JOB 1:
Answer these questions about the patch email:
(a) Who is named in the quoted "From:" line as the author of the patch?
(b) Which function walks all inodes in the filesystem during sync?
(c) Under the approach suggested by Jan Kara, when are inodes removed from the writeback list?

TEXT EXCERPT:
=-=-=

From: Jan Kara <jack@suse.cz>
To: Josef Bacik <jbacik@fb.com>
Cc: linux-fsdevel@vger.kernel.org, david@fromorbit.com,
viro@zeniv.linux.org.uk, jack@suse.cz,
linux-kernel@vger.kernel.org, Dave Chinner <dchinner@redhat.com>
Subject: Re: [PATCH 6/9] bdi: add a new writeback list for sync
Date: Mon, 16 Mar 2015 11:14:43 +0100 [thread overview]
Message-ID: <20150316101443.GF4934@quack.suse.cz> (raw)
In-Reply-To: <1426016724-23912-7-git-send-email-jbacik@fb.com>
On Tue 10-03-15 15:45:21, Josef Bacik wrote:
> From: Dave Chinner <dchinner@redhat.com>
>
> wait_sb_inodes() current does a walk of all inodes in the filesystem
> to find dirty one to wait on during sync. This is highly
> inefficient and wastes a lot of CPU when there are lots of clean
> cached inodes that we don't need to wait on.
>
> To avoid this "all inode" walk, we need to track inodes that are
> currently under writeback that we need to wait for. We do this by
> adding inodes to a writeback list on the bdi when the mapping is
> first tagged as having pages under writeback. wait_sb_inodes() can
> then walk this list of "inodes under IO" and wait specifically just
> for the inodes that the current sync(2) needs to wait for.
>
> To avoid needing all the realted locking to be safe against
> interrupts, Jan Kara suggested that we be lazy about removal from
> the writeback list. That is, we don't remove inodes from the
> writeback list on IO completion, but do it directly during a
> wait_sb_inodes() walk.
>
> This means that the a rare sync(2) call will have some work to do
> skipping clean inodes However, in the current problem case of
> concurrent sync workloads, concurrent wait_sb_inodes() calls only
> walk the very recently dispatched inodes and hence should have very
> little work to do.

=-=-=

DATA SHOWN:
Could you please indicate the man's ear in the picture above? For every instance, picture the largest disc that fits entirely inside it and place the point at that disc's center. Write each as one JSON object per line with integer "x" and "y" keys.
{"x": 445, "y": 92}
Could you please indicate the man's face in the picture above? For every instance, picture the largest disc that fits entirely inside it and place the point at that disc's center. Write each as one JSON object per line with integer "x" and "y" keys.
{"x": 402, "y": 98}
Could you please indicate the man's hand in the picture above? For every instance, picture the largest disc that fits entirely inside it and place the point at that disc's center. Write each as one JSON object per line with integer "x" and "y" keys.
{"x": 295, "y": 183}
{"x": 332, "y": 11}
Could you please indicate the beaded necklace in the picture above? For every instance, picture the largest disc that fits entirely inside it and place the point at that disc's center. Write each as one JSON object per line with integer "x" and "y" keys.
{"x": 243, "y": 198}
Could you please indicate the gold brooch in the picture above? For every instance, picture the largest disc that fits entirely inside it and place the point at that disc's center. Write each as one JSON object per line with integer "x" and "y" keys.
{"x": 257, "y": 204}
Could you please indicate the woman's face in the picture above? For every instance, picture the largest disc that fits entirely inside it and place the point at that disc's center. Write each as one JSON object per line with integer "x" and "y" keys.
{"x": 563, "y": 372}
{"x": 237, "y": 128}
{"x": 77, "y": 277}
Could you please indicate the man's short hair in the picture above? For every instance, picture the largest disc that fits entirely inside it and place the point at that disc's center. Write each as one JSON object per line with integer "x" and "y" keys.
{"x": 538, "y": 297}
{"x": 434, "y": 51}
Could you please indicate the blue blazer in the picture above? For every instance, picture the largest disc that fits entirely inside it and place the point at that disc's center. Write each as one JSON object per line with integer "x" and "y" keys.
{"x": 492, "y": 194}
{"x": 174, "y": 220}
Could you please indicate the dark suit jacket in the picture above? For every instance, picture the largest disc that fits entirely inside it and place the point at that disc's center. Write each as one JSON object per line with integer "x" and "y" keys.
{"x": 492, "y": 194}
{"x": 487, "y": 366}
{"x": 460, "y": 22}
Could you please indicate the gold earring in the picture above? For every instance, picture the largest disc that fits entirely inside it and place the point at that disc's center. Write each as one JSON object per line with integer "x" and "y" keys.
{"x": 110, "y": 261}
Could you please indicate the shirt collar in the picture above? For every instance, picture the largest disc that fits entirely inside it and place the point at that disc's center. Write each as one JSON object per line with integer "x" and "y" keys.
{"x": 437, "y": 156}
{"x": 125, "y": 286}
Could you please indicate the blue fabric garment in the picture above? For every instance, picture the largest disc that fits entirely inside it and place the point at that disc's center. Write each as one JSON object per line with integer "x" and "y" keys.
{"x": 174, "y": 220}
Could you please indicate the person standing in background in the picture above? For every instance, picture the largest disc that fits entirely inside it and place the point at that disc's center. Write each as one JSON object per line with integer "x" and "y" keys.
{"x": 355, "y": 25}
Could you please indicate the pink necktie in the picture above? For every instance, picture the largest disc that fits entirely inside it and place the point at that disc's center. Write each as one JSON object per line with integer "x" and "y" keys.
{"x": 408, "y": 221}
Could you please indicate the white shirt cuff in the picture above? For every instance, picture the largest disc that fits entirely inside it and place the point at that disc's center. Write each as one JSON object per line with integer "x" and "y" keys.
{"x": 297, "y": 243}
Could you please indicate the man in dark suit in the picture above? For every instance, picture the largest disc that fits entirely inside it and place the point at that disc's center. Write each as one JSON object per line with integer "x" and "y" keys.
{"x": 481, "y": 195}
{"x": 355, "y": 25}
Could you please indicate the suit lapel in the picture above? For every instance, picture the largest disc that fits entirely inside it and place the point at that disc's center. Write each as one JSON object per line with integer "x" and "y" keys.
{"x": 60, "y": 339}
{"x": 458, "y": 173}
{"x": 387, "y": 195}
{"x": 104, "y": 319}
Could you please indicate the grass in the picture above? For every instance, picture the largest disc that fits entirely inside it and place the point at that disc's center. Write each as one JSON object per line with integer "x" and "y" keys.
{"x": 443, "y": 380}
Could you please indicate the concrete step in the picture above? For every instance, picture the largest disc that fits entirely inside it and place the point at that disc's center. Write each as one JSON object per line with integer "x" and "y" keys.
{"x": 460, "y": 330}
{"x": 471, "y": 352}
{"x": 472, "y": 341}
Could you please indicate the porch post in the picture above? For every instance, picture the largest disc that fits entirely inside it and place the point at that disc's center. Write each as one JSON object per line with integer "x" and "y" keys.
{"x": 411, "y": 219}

=-=-=

JOB 2: Rewrite the listing from the line containing "Could you please indicate the porch" down to the end of the listing as a JSON list of strings, one string per line, leaving out blank lines.

SOLUTION 1:
(a) Dave Chinner <dchinner@redhat.com>
(b) wait_sb_inodes()
(c) They are removed during a wait_sb_inodes() walk, not on IO completion.

SOLUTION 2:
[
  "Could you please indicate the porch post in the picture above? For every instance, picture the largest disc that fits entirely inside it and place the point at that disc's center. Write each as one JSON object per line with integer \"x\" and \"y\" keys.",
  "{\"x\": 411, \"y\": 219}"
]